DAFTAR TUGAS:
1. Salin kata demi kata bagian teks bacaan mulai dari "Di sinilah negara" sampai dengan "kebijakan publik kita.".
2. Menurut teks bacaan, pihak mana saja yang disebut secara khusus sebagai pemberi masukan yang akan didengarkan oleh Menteri Nadiem dan kementeriannya?

Di sinilah negara harus bersikap. Negara dalam hal ini Kemendikbud Ristek tidak boleh berada pada salah satu sisi. Negara perlu berada di tengah untuk mendengarkan dan mengakomodasi semua masukan masyarakat. Jika justru Kemendikbud ikut menggerakkan opini publik untuk setuju atau tidak setuju pada salah satu kubu, negara sudah memaksakan kehendak dan perspektifnya. Ini tak baik bagi dunia kebijakan publik kita.

Terakhir, saya percaya Menteri Nadiem dan Kementeriannya akan mendengarkan semua masukan berbagai pihak, termasuk Muhammadiyah, Aisyiyah, dan MUI. Seperti saya percaya tak pernah ada niat dari Kemendikbud Ristek melegalisasi perzinahan. Dan saya percaya kita masih menganut demokrasi deliberatif yang inklusif tadi. Masalahnya, memang produk hukum formal negara harus bisa menampilkan prinsip yang sifatnya normatif, termasuk norma agama, budaya dan masyarakat. Kita tak bisa mengabaikan itu.

KUTIPAN SUMBER:
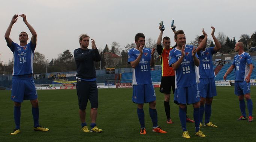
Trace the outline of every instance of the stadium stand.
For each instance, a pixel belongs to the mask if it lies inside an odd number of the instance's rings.
[[[251,57],[253,59],[253,64],[256,67],[256,56]],[[216,77],[216,81],[223,80],[223,76],[227,69],[232,64],[233,61],[226,61],[226,63],[223,65],[215,64],[214,68],[215,69]],[[151,70],[151,77],[152,80],[154,82],[160,82],[161,79],[161,71],[160,66],[156,66],[154,70]],[[107,84],[108,80],[131,80],[133,79],[133,69],[132,68],[116,69],[114,74],[106,74],[105,70],[96,70],[96,76],[97,83]],[[53,72],[47,73],[44,74],[46,76],[51,76],[51,75],[66,75],[68,74],[76,73],[75,72]],[[234,80],[235,77],[234,71],[233,70],[230,74],[227,76],[227,79],[229,80]],[[53,81],[52,79],[47,78],[35,79],[34,81],[36,84],[51,84]],[[68,81],[75,81],[75,76],[65,77],[65,79]],[[10,88],[12,84],[12,76],[11,75],[0,75],[0,87],[2,87],[7,88]],[[256,79],[256,69],[253,71],[251,76],[251,79]],[[130,83],[130,81],[123,81],[120,83]]]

JAWABAN PER TUGAS:
1.
Di sinilah negara harus bersikap. Negara dalam hal ini Kemendikbud Ristek tidak boleh berada pada salah satu sisi. Negara perlu berada di tengah untuk mendengarkan dan mengakomodasi semua masukan masyarakat. Jika justru Kemendikbud ikut menggerakkan opini publik untuk setuju atau tidak setuju pada salah satu kubu, negara sudah memaksakan kehendak dan perspektifnya. Ini tak baik bagi dunia kebijakan publik kita.

2. Muhammadiyah, Aisyiyah, dan MUI.